Zu erledigen:
1. Wähle aus der Liste jede Zeile aus, die die Zeichenfolge "crowd" enthält, und gib diese Zeilen wieder. Groß- und Kleinschreibung zählt.
2. Führe den Text zur Forschungsgeschichte von Vértesszőlős nach seinem letzten Satz weiter.

Textauszug:
__________

Forschungsgeschichte
Aufgrund mangelnder Forschungsarbeit gab es in Ungarn lange Zeit keine paläolithischen Fundstellen. Aus Vértesszőlős waren lediglich botanische Funde bekannt, deren Abdrücke sich im anstehenden Travertingestein gut erhalten konnten. Diese pflanzlichen Fossilien weisen ein Alter von 400.000–500.000 Jahren auf. Erst mit den Nachforschungen Ottó Hermans und später des Paläontologen Ottokár Kadics in der Szeletahöhle wurde bekannt, dass auch das Gebiet des heutigen Ungarn in der Zeit jenseits des Neolithikums besiedelt war. Erst 1962 stieß der Geologe Márton Pécsi, der hier mit Studenten in Feldarbeit eine stratigraphische Abfolge der Gesteinsschichten dokumentieren wollte, auf die ersten archäologischen Funde: Oldowan aus Quarzit und Tierknochen mit Verbrennungsspuren. Oldowans sind einfache Geröllgeräte, die durch harten Schlag mit einem Stein behauen werden.
Von 1963 bis 1968 fanden unter der Leitung von László Vértes, der sozusagen als der Vater, entgegen der weitverbreiteten Meinung aber nicht als Namensgeber dieser Fundstelle betrachtet werden kann, in Vértesszőlős mehrere Ausgrabungen statt. Am 1. Mai 1968 wurde das Freilichtmuseum zur Fundstelle Vértesszőlős, einer Außenabteilung des Ungarischen Nationalmuseums, im heutigen Naturschutzgebiet um Vértesszőlős eröffnet. László Vértes wird oft mit dem Satz I live and die for Vértesszőlős zitiert. Diese Aussage bewahrheitete sich kurz nach der Eröffnung des Museums: Vértes erlag einem Herzleiden, dass er sich wohl aufgrund des Stresses bei der Arbeit in Vértesszőlős zugezogen hatte.

__________

Dateneinträge:
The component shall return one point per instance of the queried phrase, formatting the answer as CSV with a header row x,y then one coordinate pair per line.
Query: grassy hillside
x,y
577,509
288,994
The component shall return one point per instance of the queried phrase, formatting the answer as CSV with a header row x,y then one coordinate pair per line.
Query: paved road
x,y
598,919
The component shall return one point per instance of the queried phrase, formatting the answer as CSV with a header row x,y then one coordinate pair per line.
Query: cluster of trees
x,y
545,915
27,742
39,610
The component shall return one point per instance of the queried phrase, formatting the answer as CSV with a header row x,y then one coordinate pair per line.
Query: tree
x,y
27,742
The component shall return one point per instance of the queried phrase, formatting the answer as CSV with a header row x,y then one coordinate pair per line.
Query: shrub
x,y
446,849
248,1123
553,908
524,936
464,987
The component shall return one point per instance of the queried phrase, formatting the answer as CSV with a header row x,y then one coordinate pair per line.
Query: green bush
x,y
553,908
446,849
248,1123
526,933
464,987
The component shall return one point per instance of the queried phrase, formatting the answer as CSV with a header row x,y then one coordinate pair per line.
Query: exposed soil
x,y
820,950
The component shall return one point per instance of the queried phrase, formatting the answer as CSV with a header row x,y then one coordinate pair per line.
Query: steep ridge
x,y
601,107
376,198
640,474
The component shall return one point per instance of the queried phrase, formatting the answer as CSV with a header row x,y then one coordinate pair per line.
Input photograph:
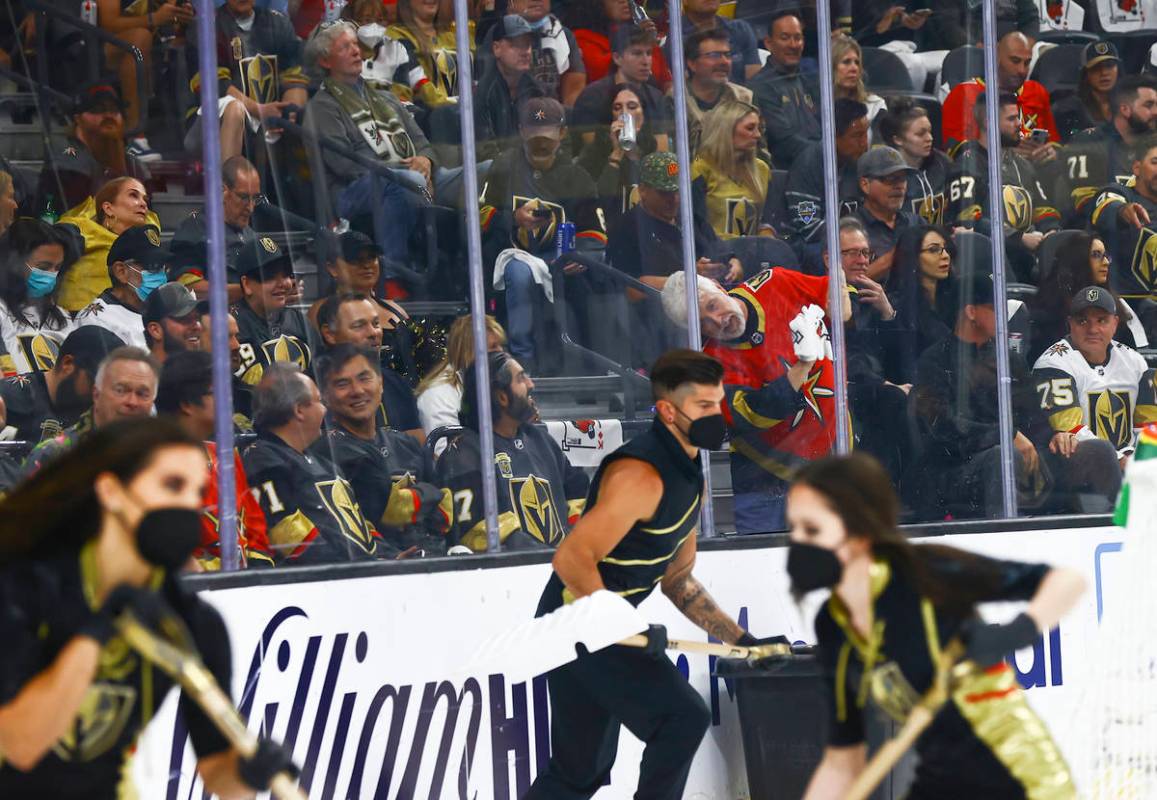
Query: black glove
x,y
270,760
749,640
987,644
656,641
144,603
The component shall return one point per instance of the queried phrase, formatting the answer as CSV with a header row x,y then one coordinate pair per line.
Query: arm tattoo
x,y
690,596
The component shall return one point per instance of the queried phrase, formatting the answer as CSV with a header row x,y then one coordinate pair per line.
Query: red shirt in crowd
x,y
958,124
772,425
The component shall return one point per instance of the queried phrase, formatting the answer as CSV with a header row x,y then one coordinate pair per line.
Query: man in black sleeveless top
x,y
639,531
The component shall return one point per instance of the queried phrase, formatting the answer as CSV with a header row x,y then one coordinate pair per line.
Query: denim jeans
x,y
522,296
761,512
398,211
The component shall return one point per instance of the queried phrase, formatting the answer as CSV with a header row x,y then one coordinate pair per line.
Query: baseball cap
x,y
171,300
511,26
355,244
882,161
263,255
96,95
88,345
660,170
1092,296
141,244
1096,52
542,117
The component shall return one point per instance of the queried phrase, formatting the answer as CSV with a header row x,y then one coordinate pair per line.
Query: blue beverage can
x,y
564,239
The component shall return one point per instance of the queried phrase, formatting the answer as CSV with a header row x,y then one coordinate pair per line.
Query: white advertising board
x,y
362,676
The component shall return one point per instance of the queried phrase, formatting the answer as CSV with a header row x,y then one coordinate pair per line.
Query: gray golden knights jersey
x,y
29,344
1105,402
540,494
113,315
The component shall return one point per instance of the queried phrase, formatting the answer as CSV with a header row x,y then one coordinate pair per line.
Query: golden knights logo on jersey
x,y
259,78
892,692
338,499
1111,417
446,71
39,350
543,236
533,501
930,208
1144,259
742,217
107,706
98,724
1017,207
288,349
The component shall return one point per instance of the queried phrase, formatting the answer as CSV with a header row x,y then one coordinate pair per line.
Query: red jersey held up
x,y
958,124
774,428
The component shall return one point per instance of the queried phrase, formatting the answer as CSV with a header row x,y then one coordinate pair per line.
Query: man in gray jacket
x,y
787,100
374,124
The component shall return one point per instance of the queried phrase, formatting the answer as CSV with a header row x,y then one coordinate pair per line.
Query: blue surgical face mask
x,y
41,283
150,281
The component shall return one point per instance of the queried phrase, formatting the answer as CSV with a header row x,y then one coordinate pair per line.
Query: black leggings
x,y
591,697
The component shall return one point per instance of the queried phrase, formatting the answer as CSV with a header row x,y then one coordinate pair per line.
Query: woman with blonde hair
x,y
848,73
427,29
440,393
118,205
728,178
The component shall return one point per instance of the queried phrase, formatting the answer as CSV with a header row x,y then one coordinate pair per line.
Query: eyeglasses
x,y
123,390
135,266
248,199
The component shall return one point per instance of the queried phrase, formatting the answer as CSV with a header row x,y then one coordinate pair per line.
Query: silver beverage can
x,y
628,137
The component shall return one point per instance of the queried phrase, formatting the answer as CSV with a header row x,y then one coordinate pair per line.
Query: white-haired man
x,y
771,336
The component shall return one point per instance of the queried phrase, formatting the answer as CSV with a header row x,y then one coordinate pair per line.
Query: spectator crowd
x,y
346,219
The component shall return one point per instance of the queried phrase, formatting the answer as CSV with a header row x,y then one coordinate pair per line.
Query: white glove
x,y
817,314
808,334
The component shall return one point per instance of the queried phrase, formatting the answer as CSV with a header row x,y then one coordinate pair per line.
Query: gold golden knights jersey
x,y
260,60
1105,401
1133,273
287,337
311,512
43,604
732,210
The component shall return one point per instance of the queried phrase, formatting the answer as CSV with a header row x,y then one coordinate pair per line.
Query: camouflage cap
x,y
661,170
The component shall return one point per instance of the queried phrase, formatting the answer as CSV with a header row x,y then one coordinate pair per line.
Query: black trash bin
x,y
782,723
783,728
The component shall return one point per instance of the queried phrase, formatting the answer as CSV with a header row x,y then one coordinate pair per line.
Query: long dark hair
x,y
16,244
903,286
594,155
860,491
588,14
1071,272
57,509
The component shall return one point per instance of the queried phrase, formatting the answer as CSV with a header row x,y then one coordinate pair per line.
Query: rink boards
x,y
362,674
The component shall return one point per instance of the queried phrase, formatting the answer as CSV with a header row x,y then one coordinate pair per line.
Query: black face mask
x,y
168,536
69,402
706,432
811,567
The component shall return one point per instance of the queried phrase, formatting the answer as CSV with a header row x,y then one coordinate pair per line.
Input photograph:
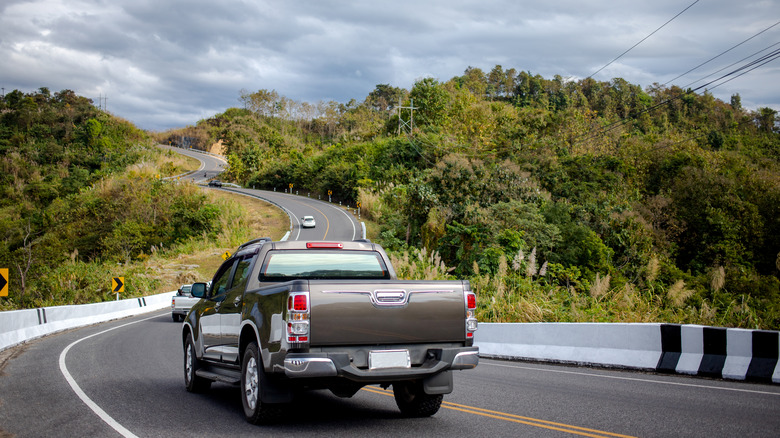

__________

Ergebnisse:
1.
Query: red shirt in crowd
Query: spectator crowd

2.
Steinwerkzeuge
Während der Grabungen wurden in Vértesszőlős insgesamt 8890 Steinartefakte gefunden. Das Rohmaterial dieser Artefakte setzt sich ausschließlich aus Gesteinen zusammen, die in der näheren Umgebung vorkommen, hauptsächlich aus den Ablagerungen des Átalér. Es handelt sich zum größten Teil um Kalksteine und Quarzite. Bei ca. 50 % aller gefundenen Artefakte handelt es sich tatsächlich um Werkzeuge, die zum Teil auch Abnutzungsspuren aufweisen. Unter diesen Werkzeugen befinden sich Chopper, Chopping Tools, Abschläge, die als Schneidewerkzeug, Kratzer, Schaber und Spitze für alle möglichen Arbeiten zu gebrauchen waren, und auch sehr einfache Faustkeile.
Vértes unternahm den Versuch, das Steingeräteinventar als eigene typologische Nische zu etablieren. Er nannte die Werkzeugindustrie aus Vértesszőlős „Buda-Industrie“, was sich allerdings nicht durchgesetzt hat. Heutzutage werden die Steinfunde meist der Alt-Acheuléen- bzw. Abbevillienindustrie zugerechnet.
Knochenwerkzeuge
In Vértesszőlős wurden auch 105 Knochenfragmente gefunden, die eindeutig als Werkzeug identifiziert werden konnten, die nicht einfach nur gespalten, sondern ähnlich wie die Steinwerkzeuge durch Abschlagen gefertigt wurden. Außerdem ist aus Vértesszőlős ein Faustkeil aus Knochen bekannt. Knochen wurden neben Werkzeug vermutlich auch als Brennmaterial gebraucht, worauf die große Menge angebrannter Knochenfragmente hinweist.
Vértesszőlős I
In den Travertinschichten wurden während der Grabung 1965 vier Zahnfragmente gefunden, die zum Milchgebiss eines ca. 7 Jahre alten Kindes gehörten. Es handelt sich hierbei um den linken Eckzahn und den linken Molaren des Unterkiefers (Vsz I). Die anthropologische Bestimmung der Art gestaltet sich schwierig, da die Stammbaumforschung dieser Zeit sehr strittig ist. Sicher ist, dass es eine Menschenart ist, die noch vor dem Neandertaler in Europa gelebt hat (vermutlich Homo erectus heidelbergensis bzw. Homo heidelbergensis).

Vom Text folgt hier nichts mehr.